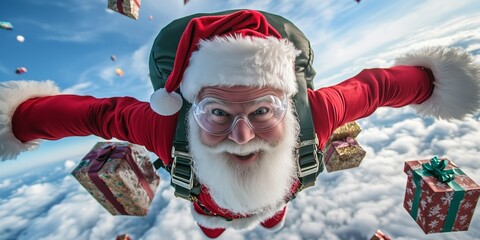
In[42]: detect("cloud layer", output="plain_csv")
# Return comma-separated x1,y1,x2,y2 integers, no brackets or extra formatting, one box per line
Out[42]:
0,108,480,240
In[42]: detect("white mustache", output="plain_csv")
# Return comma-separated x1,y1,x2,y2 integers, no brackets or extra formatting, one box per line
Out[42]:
208,139,278,156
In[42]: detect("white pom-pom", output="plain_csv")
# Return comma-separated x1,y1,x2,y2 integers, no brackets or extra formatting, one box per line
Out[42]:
150,88,183,116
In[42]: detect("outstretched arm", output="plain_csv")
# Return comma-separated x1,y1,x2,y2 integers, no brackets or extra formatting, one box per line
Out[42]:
0,81,176,160
309,47,480,147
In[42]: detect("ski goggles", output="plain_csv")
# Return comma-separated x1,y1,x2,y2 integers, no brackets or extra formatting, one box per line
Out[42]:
192,95,288,136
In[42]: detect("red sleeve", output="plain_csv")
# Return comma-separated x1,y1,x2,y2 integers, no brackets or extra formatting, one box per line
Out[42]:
12,95,177,164
308,66,434,148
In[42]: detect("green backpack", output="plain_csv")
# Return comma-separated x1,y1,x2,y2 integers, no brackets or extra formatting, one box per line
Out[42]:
149,10,324,201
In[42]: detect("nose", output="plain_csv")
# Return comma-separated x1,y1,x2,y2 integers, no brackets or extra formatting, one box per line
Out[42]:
228,119,255,144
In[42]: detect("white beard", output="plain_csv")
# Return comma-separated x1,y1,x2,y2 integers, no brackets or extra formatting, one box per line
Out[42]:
188,103,300,215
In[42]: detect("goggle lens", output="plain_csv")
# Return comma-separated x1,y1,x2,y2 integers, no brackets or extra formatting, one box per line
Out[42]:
193,95,287,135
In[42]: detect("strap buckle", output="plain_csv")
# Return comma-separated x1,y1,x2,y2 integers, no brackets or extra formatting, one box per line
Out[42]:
296,133,320,178
170,147,194,190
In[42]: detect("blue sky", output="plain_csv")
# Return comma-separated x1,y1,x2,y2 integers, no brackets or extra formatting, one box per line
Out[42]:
0,0,480,239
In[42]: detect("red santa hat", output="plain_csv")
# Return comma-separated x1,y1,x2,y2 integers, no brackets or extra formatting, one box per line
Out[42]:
150,10,300,116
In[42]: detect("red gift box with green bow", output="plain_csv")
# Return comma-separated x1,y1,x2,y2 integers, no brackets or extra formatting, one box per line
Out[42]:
403,156,480,234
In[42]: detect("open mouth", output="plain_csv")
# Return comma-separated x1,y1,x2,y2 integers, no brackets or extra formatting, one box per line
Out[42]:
228,152,259,163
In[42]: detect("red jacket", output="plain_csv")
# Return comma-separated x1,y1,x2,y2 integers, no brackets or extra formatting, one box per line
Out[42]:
12,66,434,218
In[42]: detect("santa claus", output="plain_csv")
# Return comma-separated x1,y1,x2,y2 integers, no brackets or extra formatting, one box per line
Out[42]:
0,10,480,238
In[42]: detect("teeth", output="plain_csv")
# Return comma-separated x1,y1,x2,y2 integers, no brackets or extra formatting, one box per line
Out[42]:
236,153,251,157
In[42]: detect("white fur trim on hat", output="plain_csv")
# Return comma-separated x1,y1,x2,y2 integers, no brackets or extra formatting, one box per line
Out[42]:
180,35,300,102
0,80,59,161
395,47,480,119
150,88,183,116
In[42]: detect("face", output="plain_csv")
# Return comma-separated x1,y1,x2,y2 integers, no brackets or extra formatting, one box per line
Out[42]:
188,87,299,214
198,86,284,162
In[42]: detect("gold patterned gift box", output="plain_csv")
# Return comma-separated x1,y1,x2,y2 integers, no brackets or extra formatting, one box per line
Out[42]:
403,156,480,234
324,137,366,172
324,122,366,172
72,142,160,216
330,122,362,141
107,0,141,20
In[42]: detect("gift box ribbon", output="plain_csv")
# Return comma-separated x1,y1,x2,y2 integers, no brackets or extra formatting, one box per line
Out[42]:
85,145,153,215
117,0,140,14
325,137,358,163
410,156,466,232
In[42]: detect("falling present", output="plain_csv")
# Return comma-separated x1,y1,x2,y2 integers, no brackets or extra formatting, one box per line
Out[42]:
324,137,366,172
115,234,132,240
370,229,392,240
403,156,480,234
330,122,362,141
107,0,141,20
72,142,160,216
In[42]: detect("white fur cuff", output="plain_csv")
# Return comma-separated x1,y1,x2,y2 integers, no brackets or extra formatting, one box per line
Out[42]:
0,80,59,161
395,47,480,120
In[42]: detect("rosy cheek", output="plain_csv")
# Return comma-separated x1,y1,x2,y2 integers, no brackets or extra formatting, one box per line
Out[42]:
200,130,227,146
257,125,284,141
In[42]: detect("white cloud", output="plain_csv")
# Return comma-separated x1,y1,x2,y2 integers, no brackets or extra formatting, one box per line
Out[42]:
62,82,92,94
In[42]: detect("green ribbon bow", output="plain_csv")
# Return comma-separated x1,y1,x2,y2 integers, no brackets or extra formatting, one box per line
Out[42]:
422,155,455,183
410,156,465,233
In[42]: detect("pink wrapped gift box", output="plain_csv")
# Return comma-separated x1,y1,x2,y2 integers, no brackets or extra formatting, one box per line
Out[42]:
107,0,141,20
72,142,160,216
370,229,392,240
403,156,480,234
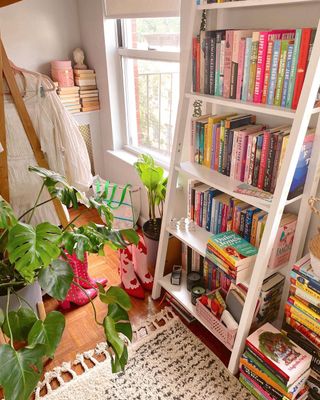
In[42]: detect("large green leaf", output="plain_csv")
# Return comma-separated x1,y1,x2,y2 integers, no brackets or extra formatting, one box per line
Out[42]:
103,316,125,358
28,311,65,358
0,344,46,400
38,260,73,300
2,308,38,341
98,285,131,311
8,222,61,282
0,196,17,229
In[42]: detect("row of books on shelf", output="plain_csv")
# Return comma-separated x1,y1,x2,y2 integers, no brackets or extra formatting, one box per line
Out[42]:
283,254,320,399
239,323,312,400
192,28,315,109
189,181,297,269
190,114,315,199
57,69,100,114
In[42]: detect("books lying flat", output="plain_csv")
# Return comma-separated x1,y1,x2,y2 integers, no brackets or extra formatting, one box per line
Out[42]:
246,323,312,386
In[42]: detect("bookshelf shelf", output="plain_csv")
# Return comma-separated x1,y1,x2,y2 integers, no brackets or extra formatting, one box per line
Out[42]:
176,161,302,212
186,93,320,119
159,274,232,351
197,0,317,10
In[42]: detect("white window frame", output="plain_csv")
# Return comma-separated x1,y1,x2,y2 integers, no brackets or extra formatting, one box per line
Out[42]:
115,16,181,168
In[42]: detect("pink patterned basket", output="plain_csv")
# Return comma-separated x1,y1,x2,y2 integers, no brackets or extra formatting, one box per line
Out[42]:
196,299,237,350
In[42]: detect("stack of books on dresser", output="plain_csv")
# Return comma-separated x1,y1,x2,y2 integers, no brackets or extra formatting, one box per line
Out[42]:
74,69,100,112
57,86,81,114
283,254,320,399
239,323,311,400
193,28,315,109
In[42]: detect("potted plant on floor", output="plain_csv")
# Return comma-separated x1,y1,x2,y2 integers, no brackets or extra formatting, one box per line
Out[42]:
134,154,168,266
0,167,138,400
══════════
▶ **AIM OF THE EXERCISE**
Copy every line of the records above character for character, and leave out the pictures.

▶ **OUTPUT FOR THIS EXERCISE**
In[42]: detect("cloud layer", output="plain_csv")
# Return comma-separated x1,y1,x2,y2 integers, no brackets or extra formatting, one box per line
Out[42]:
0,108,480,240
In[42]: detect("white mustache", output="plain_csv")
# Return comma-separated x1,y1,x2,y2 integers, no brackets or extra formatting, one box per line
Out[42]:
208,139,278,156
In[42]: detect("white pom-pom", output="plain_csv")
# Return comma-separated x1,y1,x2,y2 integers, no brackets or extra formatting, one box per line
Out[42]:
150,88,183,116
In[42]: detect("outstretched arm", output="plain_csv")
# Return comma-separated x1,y1,x2,y2 integers, no brackets or extra formatting, one box per line
Out[42]:
0,81,176,160
309,47,480,147
In[42]: detect("ski goggles", output="plain_csv")
# Return comma-separated x1,y1,x2,y2 integers, no brackets or extra formatting, one box per line
Out[42]:
192,95,288,136
In[42]: detect("red sleeve", output="plain_csv")
# Return comma-separated x1,y1,x2,y2 integers, no brackets or extra formatting, one box per line
Out[42]:
12,95,177,164
308,66,434,148
In[42]: detect("green backpack", output="plain_csv")
# Return comma-separated x1,y1,x2,y2 integers, no brackets or extra formatting, one box per line
Out[42]:
149,10,324,201
In[42]: detect("nose", output="plain_csv")
# Return comma-separated x1,y1,x2,y2 integers, no brackets or extra formatting, one box per line
Out[42]:
228,119,255,144
In[42]: detect("white beard", output="plain_csv")
# Return comma-separated x1,y1,x2,y2 integers, no brackets or extra formatting, one box per line
Out[42]:
188,103,300,215
In[42]: detect("goggle lens", output="plain_csv")
# Return comma-separated x1,y1,x2,y2 integers, no brackets or extra formatting, one box per line
Out[42]:
193,95,287,135
In[42]: detect("strap buckle", output="plain_csv")
# Return comma-separated x1,y1,x2,y2 integers, no brackets or extra formatting, one box per line
Out[42]:
296,133,320,178
170,147,194,190
In[42]: detect("blue sky", output="plain_csv")
# Return comma-separated x1,y1,x2,y2 integers, no brackets or extra formatting, one box per line
Out[42]:
0,0,480,239
In[42]: detect("red santa hat", output="plain_csv")
# Return comma-separated x1,y1,x2,y2 integers, no brackets or extra formatting, one box per line
Out[42]:
150,10,300,116
In[42]: detect("red gift box with green bow", output="plain_csv")
# Return comma-separated x1,y1,x2,y2 integers, no brackets or extra formatting, one box per line
Out[42]:
403,156,480,234
In[42]: detect("open mouth", output="plain_csv")
# Return comma-separated x1,y1,x2,y2 integers, no brackets or extra formatting, one box per line
Out[42]:
228,152,259,163
In[42]: detect("red jacket", output="plain_csv")
# Return comma-separated x1,y1,x2,y2 integers, no brackets or extra formatting, one box per line
Out[42]:
12,66,434,218
In[42]: detect("santa claus", output="plain_csv")
# Return comma-separated x1,y1,x2,y2 integers, no brackets or extra formatting, one box per line
Out[42]:
0,10,480,238
In[42]: detect("teeth", output="plain_csv")
# Return comma-separated x1,y1,x2,y2 integers, no brackets or extra formatting, one box per line
Out[42]:
236,153,251,157
In[42]: detect("white fur trim on hat", output="plain_csv")
# Return comma-separated x1,y1,x2,y2 integers, no brackets or extra formatting, one box per line
Out[42]:
180,35,300,102
0,80,59,161
395,47,480,119
150,88,183,116
In[42]: detect("face", output="plain_csv")
# Return comma-separated x1,y1,x2,y2 integers, no brackets or extra formatting, one box per line
Out[42]:
188,87,299,214
198,86,284,162
In[42]: detect("gold patterned gift box", output="plain_csv")
# Return comma-separated x1,y1,x2,y2 integers, no brackets or extra formatting, one box per line
Out[42]:
403,156,480,234
324,137,366,172
324,122,366,172
72,142,160,216
330,122,362,141
107,0,141,20
In[42]: detect("gift box ribbon", output="plain_csv")
# Return comma-separated x1,y1,x2,y2 integers, no brackets or extra formatting, one box per line
Out[42]:
85,145,153,215
117,0,140,14
325,137,358,163
410,156,466,232
In[42]: detect("falling present", output="plain_csv")
# Return comma-separated x1,y1,x2,y2 integers, no brackets or extra formatting, one box per line
Out[42]:
324,137,366,172
115,234,132,240
370,229,392,240
403,156,480,234
330,122,362,141
107,0,141,20
72,142,160,216
In[42]: detect("white fur cuff", output="plain_csv")
# Return comma-separated x1,y1,x2,y2 integers, no brackets or extra formatting, one box per line
Out[42]:
0,80,59,161
395,47,480,120
In[42]: detect("rosy cheek", output="plain_csv")
# Return comma-separated x1,y1,x2,y2 integers, no brackets or extra formatting, one box per line
Out[42]:
200,130,227,146
257,125,284,141
In[42]: detect("white cloud", output="plain_csv")
# Return comma-separated x1,y1,x2,y2 integers, no brackets or extra formatting, one box per line
Out[42]:
62,82,92,94
In[42]: detect("green ribbon bow", output="plain_csv")
# Return comma-separated x1,y1,x2,y2 integers, no brackets or extra formatting, one box per line
Out[42]:
422,155,455,183
410,156,465,233
In[42]: detect("pink wrapped gift box", output="plain_csv")
# Return comma-separated x1,y1,x2,y2 integers, no brackets or extra formatting, one box per line
Out[42]:
107,0,141,20
72,142,160,216
370,229,392,240
403,156,480,234
In[42]: detect("large green leaf", output="plain_csv")
# Return comma-separated x1,y1,x2,y2 integers, no brackets or extra formatting, one box per line
Out[42]:
103,316,125,358
28,311,65,358
0,344,46,400
38,260,73,300
2,308,38,341
98,285,131,311
8,222,61,282
0,196,17,229
In[42]: detect("row of books on shelf", output="plain_csv")
# Return comma-separated x1,y1,x2,y2 integers, no brackets or extra formatting, one box per line
Out[42]:
283,254,320,399
239,323,312,400
192,28,315,109
189,181,297,269
190,114,315,199
57,69,100,114
In[42]: detect("books lying flat", output="plain_csv")
# Return comma-separated x1,y1,x2,y2 integers, no brackets or extra formatting, one box per line
Out[42]:
246,323,312,386
In[42]: detect("bookshelf shelf", output="plain_csv")
# Return comma-separated x1,y1,x2,y2 integers, no brackets or extra formatting, one box per line
Out[42]:
176,161,302,212
186,93,320,119
159,274,232,351
197,0,317,10
In[42]: detect("white window frame", output="plain_csv")
# Return comma-separated x1,y1,x2,y2 integers, no brackets or extra formatting, one box per line
Out[42]:
115,16,181,168
In[42]: detect("pink patterned basket", output="plain_csv")
# Return comma-separated x1,y1,x2,y2 integers, no brackets or extra formatting, one box per line
Out[42]:
196,299,237,350
In[42]: detect("stack of books on dresser", output="plain_csv")
# Return comma-separated x1,y1,x2,y2 integers, no brackets or extra formatting, one box per line
Out[42]:
74,69,100,112
57,86,81,114
283,254,320,399
239,323,311,400
193,28,315,109
In[42]: detect("potted plant on floor", output="plain_csv")
# Return comma-separated x1,y1,x2,y2 integers, no brackets or extra formatting, one box per line
Out[42]:
134,154,168,266
0,167,138,400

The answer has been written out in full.